• **WHAT THE EXERCISE ASKS**:
Copy every line of the material below exactly as it appears, without changing anything.

• **DATA PROVIDED**:
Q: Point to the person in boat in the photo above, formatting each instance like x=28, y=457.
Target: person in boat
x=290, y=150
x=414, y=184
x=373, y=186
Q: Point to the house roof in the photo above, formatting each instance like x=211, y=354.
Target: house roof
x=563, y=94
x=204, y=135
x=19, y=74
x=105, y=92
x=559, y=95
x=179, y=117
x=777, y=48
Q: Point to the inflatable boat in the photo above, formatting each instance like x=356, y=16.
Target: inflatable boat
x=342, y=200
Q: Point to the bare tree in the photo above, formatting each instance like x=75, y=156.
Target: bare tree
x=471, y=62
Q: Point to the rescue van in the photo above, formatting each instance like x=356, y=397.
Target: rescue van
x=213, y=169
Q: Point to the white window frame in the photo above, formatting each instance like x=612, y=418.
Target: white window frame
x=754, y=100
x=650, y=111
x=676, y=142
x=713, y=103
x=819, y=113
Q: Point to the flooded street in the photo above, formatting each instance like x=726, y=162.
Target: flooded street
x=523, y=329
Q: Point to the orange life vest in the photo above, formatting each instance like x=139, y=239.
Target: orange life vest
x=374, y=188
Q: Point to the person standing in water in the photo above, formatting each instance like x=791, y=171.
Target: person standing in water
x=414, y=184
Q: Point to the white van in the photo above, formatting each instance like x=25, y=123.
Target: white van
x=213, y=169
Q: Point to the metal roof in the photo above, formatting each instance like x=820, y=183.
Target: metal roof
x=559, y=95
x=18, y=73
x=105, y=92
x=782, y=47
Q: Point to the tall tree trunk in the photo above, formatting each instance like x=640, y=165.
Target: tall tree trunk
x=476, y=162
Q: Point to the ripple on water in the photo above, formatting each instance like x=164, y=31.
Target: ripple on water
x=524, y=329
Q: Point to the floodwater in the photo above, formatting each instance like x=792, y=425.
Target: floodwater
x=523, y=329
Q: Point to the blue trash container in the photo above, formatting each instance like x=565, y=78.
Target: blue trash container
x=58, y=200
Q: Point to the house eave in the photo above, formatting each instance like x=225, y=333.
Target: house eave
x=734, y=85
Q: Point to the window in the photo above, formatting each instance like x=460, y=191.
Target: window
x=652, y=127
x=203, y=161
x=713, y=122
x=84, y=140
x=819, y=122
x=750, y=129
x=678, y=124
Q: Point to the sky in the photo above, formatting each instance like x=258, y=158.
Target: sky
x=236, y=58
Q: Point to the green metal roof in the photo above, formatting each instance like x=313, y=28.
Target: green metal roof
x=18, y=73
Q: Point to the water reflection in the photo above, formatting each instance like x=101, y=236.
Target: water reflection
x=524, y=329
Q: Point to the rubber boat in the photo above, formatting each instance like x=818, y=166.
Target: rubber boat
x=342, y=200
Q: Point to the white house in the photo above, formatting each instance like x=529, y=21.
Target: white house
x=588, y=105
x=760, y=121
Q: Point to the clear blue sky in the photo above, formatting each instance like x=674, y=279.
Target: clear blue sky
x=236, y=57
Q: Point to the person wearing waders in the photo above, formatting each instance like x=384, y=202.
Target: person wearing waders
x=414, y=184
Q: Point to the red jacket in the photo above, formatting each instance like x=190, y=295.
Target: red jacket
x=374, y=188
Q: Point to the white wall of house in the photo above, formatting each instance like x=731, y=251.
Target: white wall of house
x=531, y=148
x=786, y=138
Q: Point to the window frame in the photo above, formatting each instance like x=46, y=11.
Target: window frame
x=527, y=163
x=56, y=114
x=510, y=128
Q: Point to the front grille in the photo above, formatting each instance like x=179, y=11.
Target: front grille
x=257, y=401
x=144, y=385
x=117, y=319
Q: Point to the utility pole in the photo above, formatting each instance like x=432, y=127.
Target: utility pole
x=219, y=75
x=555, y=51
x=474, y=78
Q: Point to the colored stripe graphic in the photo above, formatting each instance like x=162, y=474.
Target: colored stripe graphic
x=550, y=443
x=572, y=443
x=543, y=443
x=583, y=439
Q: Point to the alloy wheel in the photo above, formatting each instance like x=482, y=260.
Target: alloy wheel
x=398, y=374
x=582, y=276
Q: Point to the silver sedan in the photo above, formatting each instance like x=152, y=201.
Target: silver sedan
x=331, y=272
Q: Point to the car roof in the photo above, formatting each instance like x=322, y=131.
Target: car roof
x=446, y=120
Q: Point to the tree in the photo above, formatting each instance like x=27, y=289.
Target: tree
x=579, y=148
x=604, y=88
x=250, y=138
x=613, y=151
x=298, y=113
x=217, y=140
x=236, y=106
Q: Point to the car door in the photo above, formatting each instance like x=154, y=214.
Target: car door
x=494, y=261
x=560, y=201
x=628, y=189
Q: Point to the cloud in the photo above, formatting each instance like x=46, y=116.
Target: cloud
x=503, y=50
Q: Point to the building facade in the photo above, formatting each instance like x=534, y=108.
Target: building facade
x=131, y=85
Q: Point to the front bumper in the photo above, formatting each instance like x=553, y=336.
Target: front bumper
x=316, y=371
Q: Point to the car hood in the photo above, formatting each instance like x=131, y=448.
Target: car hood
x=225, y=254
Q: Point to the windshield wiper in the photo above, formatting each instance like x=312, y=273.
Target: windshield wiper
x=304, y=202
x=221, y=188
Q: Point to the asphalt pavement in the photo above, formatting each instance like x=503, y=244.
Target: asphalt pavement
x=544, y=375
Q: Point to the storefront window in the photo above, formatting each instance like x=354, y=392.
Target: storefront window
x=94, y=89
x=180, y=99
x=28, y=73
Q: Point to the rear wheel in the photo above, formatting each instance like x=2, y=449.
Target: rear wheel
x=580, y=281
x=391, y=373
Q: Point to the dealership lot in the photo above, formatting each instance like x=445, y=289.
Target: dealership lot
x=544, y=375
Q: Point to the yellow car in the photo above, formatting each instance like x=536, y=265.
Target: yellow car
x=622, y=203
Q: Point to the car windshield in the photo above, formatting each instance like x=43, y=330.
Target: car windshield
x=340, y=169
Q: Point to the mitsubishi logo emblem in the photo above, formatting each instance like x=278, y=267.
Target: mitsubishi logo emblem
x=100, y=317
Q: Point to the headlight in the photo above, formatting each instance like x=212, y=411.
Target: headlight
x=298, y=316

• **REPLY**:
Q: Point to the person in boat in the photo above, formatting each instance like x=28, y=457.
Target: person in boat
x=290, y=150
x=414, y=184
x=373, y=186
Q: Point to the house roof in the photo above, formatting each instance like x=211, y=354.
Target: house roof
x=563, y=94
x=204, y=135
x=19, y=74
x=105, y=92
x=559, y=95
x=179, y=117
x=777, y=48
Q: Point to the inflatable boat in the photo above, formatting each instance like x=356, y=16.
Target: inflatable boat
x=342, y=200
Q: Point to the bare tree in the photo above, formatting each instance like x=75, y=156.
Target: bare tree
x=471, y=62
Q: Point to the rescue van in the photo above, formatting each instance like x=356, y=397.
Target: rescue van
x=213, y=169
Q: Point to the white window frame in the photo above, formatting each instance like x=612, y=418.
Target: white window frame
x=754, y=100
x=650, y=111
x=676, y=142
x=713, y=103
x=819, y=113
Q: Point to the flooded street in the photo above, formatting each instance like x=726, y=162.
Target: flooded street
x=523, y=329
Q: Point to the orange life vest in the photo above, formatting each instance like x=139, y=239.
Target: orange life vest
x=374, y=188
Q: Point to the person standing in water in the photo above, formatting each instance like x=791, y=171.
Target: person standing in water
x=414, y=184
Q: Point to the white van in the photo above, formatting each instance like x=25, y=123.
Target: white van
x=213, y=169
Q: Point to the metal roof in the photo above, formatting each instance like x=820, y=183.
Target: metal roof
x=559, y=95
x=18, y=73
x=105, y=92
x=782, y=47
Q: Point to the tall tree trunk in the photo above, formatting each instance like x=640, y=165.
Target: tall tree trunk
x=476, y=162
Q: Point to the ripple on water in the photo above, formatting each instance like x=164, y=31.
Target: ripple on water
x=524, y=329
Q: Point to the floodwater in the photo above, formatting each instance like x=792, y=425.
Target: floodwater
x=523, y=329
Q: Point to the blue trash container in the photo above, formatting each instance like x=565, y=78.
Target: blue trash container
x=58, y=200
Q: Point to the house eave in the photo above, formatting each instance like x=225, y=333.
Target: house eave
x=734, y=85
Q: Point to the window in the photo above, formatting each instance like x=460, y=191.
Target: window
x=652, y=127
x=203, y=161
x=713, y=122
x=84, y=140
x=819, y=122
x=750, y=129
x=678, y=124
Q: Point to the sky in the photo above, formatting each instance like x=258, y=158.
Target: sky
x=236, y=58
Q: Point to the green metal roof in the photo above, formatting each instance like x=313, y=28.
Target: green metal roof
x=18, y=73
Q: Point to the water reflection in the photo above, formatting each instance like x=101, y=236.
Target: water reflection
x=524, y=329
Q: Point to the rubber boat in the photo above, formatting each instance like x=818, y=166.
Target: rubber boat
x=342, y=200
Q: Point to the white house in the photo above, formatting each instance like x=529, y=21.
Target: white house
x=588, y=105
x=760, y=121
Q: Point to the clear blue sky in the photo above, formatting each instance like x=674, y=279.
Target: clear blue sky
x=236, y=57
Q: Point to the person wearing waders in the photo above, formatting each instance like x=384, y=202.
Target: person wearing waders
x=414, y=184
Q: Point to the red jacket in the photo above, formatting each instance like x=190, y=295.
Target: red jacket
x=374, y=188
Q: Point to the white wall of house in the photo above, formatting each instance like x=731, y=251.
Target: white wall of house
x=531, y=148
x=786, y=138
Q: Point to the window frame in the photo above, formatting each instance like x=46, y=11.
Target: window frame
x=527, y=163
x=56, y=114
x=510, y=128
Q: Point to the front grille in the photo above, formatting each instance like x=179, y=11.
Target: front grille
x=257, y=401
x=144, y=385
x=117, y=319
Q: Point to the utility pole in the photo above, formatting each instance like x=432, y=127.
Target: utility pole
x=219, y=75
x=555, y=51
x=474, y=78
Q: Point to the colored stripe graphic in the photo above, formatting each instance like x=162, y=474.
Target: colored stripe graphic
x=550, y=443
x=572, y=443
x=543, y=443
x=583, y=439
Q: Point to the alloy wheel in the photo above, formatting each instance like x=482, y=260.
Target: alloy wheel
x=398, y=374
x=582, y=276
Q: Point to the silver sedan in the photo above, formatting each instance like x=152, y=201.
Target: silver sedan
x=331, y=272
Q: Point to the car roof in the photo above, formatting each instance like x=322, y=131.
Target: car roof
x=446, y=120
Q: Point to the tree in the photo above, formatting each instance like x=27, y=289.
Target: tree
x=579, y=148
x=604, y=88
x=250, y=138
x=613, y=151
x=298, y=113
x=217, y=140
x=236, y=106
Q: Point to the car door in the photo above, formatting each instance like x=154, y=214.
Target: car door
x=494, y=261
x=560, y=201
x=628, y=189
Q: Point to the cloud in the photo above, formatting each instance like x=46, y=116.
Target: cloud
x=503, y=50
Q: Point to the building facade in the photo above, formatting each instance like x=534, y=108.
Target: building facade
x=131, y=85
Q: Point to the front bumper in the photo above, formatting each instance like x=553, y=336.
Target: front bumper
x=316, y=371
Q: Point to the car hood in the photo above, formatting each instance like x=131, y=448.
Target: car hood
x=225, y=254
Q: Point to the windshield wiper in the photo above, formatting each instance like x=312, y=273.
Target: windshield wiper
x=304, y=202
x=221, y=188
Q: Point to the asphalt pavement in the photo above, formatting each instance like x=503, y=244.
Target: asphalt pavement
x=544, y=375
Q: Point to the storefront window in the photo above, formatting each instance like x=354, y=392.
Target: storefront window
x=94, y=89
x=180, y=99
x=28, y=73
Q: Point to the rear wheel in the photo above, formatting each instance like x=2, y=449.
Target: rear wheel
x=580, y=281
x=391, y=373
Q: Point to the dealership lot in the photo above, formatting each instance like x=445, y=289.
Target: dealership lot
x=544, y=375
Q: Point to the yellow car in the photo above, formatting each instance like x=536, y=265.
Target: yellow car
x=622, y=203
Q: Point to the car windshield in the photo above, formatting each instance like x=43, y=330.
Target: car windshield
x=340, y=169
Q: Point to the mitsubishi logo emblem in the photo above, formatting each instance like x=278, y=267.
Target: mitsubishi logo emblem
x=100, y=317
Q: Point to the headlight in the photo above, formatting each instance like x=212, y=411.
Target: headlight
x=298, y=316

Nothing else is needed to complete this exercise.